→ **Supplied text**:
>> start

Believe it or not, meal preparation CAN be a positive experience that both you and your kids can greatly benefit from.
Younger kids. Older kids. Even your crazy toddler.
Trying to prepare a meal with a toddler around is not an easy task. In fact, it can be absolutely chaotic. Having a two-year-old pushing his way in between you and the counter one minute, pulling random ingredients like hot sauce, olives and milk out of the fridge the next minute and then finally pulling your shirt down and screaming "up, up, UPPPP" does not make for an enjoyable culinary experience. No...no it makes for a frustrating, verging-on-infuriating experience.
It wasn't until I started including my little guy, in little ways, with the meal prep experience that the kitchen chaos started to subside. I pulled up a stool and started getting him to help me with small tasks such as handing me a wooden spoon, pressing the "on" button on the rice cooker or helping me dump ingredients into a bowl. Did I have to watch him like a hawk? Yes. Was it hilarious? Yes. Was it less stressful? YES! And I know that he is also greatly benefiting from the experience.

>> end

→ **Records for the exercise**:
>> start

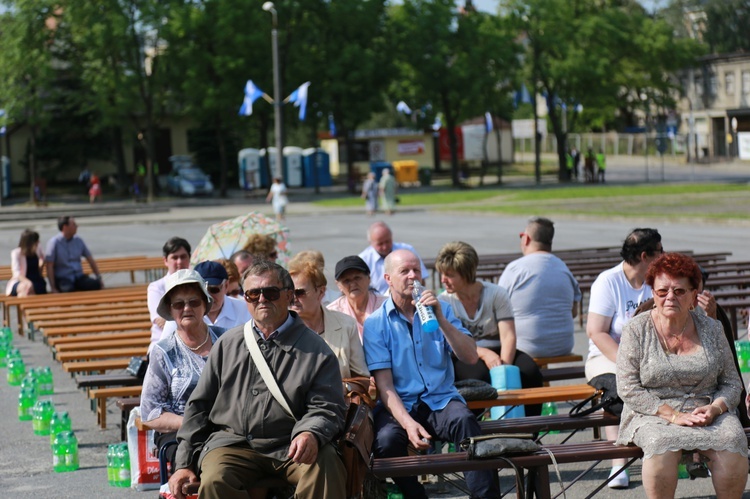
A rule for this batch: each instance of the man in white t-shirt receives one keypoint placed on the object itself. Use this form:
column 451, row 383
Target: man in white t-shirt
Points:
column 615, row 295
column 226, row 312
column 543, row 292
column 381, row 245
column 176, row 257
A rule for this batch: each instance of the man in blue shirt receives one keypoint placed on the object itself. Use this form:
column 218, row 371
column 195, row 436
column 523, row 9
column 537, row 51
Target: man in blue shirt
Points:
column 414, row 375
column 63, row 260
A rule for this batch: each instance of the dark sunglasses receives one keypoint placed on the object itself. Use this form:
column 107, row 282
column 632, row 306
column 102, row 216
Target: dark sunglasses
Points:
column 678, row 292
column 192, row 303
column 271, row 293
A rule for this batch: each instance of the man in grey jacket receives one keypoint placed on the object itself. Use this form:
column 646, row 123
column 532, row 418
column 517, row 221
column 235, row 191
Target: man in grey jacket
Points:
column 235, row 433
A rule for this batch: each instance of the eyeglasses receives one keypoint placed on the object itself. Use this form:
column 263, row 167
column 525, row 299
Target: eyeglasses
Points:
column 192, row 303
column 271, row 293
column 678, row 292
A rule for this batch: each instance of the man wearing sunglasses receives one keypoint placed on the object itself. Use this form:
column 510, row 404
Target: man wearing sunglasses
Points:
column 226, row 312
column 235, row 432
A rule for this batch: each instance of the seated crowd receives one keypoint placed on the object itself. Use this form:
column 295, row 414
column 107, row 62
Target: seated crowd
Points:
column 248, row 360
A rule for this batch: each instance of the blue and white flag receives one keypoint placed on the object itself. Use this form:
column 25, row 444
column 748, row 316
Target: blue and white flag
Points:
column 252, row 93
column 522, row 96
column 331, row 125
column 299, row 98
column 488, row 122
column 402, row 107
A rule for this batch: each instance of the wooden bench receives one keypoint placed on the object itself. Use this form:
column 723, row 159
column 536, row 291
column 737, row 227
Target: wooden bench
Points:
column 95, row 366
column 543, row 362
column 103, row 344
column 539, row 395
column 96, row 328
column 563, row 373
column 105, row 353
column 83, row 338
column 99, row 397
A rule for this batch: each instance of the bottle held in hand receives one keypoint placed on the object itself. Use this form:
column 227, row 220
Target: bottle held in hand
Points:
column 426, row 314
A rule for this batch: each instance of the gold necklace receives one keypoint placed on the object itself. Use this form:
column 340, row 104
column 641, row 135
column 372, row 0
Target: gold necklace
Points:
column 199, row 346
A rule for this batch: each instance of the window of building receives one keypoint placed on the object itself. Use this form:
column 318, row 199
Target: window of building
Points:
column 698, row 86
column 729, row 83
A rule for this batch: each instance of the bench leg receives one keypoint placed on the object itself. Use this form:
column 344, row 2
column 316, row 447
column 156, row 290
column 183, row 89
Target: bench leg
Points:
column 538, row 480
column 101, row 412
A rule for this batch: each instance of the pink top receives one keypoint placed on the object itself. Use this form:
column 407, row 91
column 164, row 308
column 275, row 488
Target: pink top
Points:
column 341, row 304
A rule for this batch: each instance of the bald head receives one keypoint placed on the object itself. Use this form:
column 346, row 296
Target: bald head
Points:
column 381, row 238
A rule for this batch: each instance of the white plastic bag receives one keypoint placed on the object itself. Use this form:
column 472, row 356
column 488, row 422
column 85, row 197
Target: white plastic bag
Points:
column 144, row 460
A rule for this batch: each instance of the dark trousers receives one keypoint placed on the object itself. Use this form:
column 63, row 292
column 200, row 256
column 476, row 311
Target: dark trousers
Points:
column 531, row 376
column 80, row 283
column 450, row 424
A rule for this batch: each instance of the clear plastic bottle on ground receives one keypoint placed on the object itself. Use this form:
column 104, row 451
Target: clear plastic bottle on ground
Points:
column 426, row 314
column 26, row 401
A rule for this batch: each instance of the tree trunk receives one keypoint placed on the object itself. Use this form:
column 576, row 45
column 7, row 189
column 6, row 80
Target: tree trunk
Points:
column 118, row 155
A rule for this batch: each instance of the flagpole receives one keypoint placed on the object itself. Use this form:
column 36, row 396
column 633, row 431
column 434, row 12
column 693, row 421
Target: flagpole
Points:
column 277, row 102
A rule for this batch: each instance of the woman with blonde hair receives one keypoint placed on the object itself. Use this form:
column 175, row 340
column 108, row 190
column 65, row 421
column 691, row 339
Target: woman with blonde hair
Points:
column 26, row 263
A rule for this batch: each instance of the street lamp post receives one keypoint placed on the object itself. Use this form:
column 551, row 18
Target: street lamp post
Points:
column 269, row 7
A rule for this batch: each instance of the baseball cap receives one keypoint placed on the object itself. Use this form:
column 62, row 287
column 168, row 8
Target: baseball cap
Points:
column 351, row 262
column 213, row 273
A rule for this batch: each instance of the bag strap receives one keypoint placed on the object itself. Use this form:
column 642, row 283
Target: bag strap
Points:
column 578, row 410
column 263, row 369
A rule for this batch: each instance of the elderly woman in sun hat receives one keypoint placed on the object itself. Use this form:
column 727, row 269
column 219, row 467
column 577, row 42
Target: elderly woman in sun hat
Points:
column 176, row 361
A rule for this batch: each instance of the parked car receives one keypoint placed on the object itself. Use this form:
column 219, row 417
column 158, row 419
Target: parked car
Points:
column 189, row 181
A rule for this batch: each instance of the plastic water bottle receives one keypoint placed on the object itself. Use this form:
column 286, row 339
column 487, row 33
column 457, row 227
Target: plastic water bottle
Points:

>> end

→ **Exercise tasks**:
- a) Reproduce everything in the passage on cooking with kids from "Trying to prepare" down to "frustrating, verging-on-infuriating experience.".
- b) Write out everything in the records from the line containing "A rule for this batch: each instance of the plastic" down to the end of the records, keeping every line unchanged.

→ **Exercise results**:
- a)
Trying to prepare a meal with a toddler around is not an easy task. In fact, it can be absolutely chaotic. Having a two-year-old pushing his way in between you and the counter one minute, pulling random ingredients like hot sauce, olives and milk out of the fridge the next minute and then finally pulling your shirt down and screaming "up, up, UPPPP" does not make for an enjoyable culinary experience. No...no it makes for a frustrating, verging-on-infuriating experience.

- b)
A rule for this batch: each instance of the plastic water bottle receives one keypoint placed on the object itself. Use this form:
column 286, row 339
column 487, row 33
column 457, row 227
Target: plastic water bottle
Points:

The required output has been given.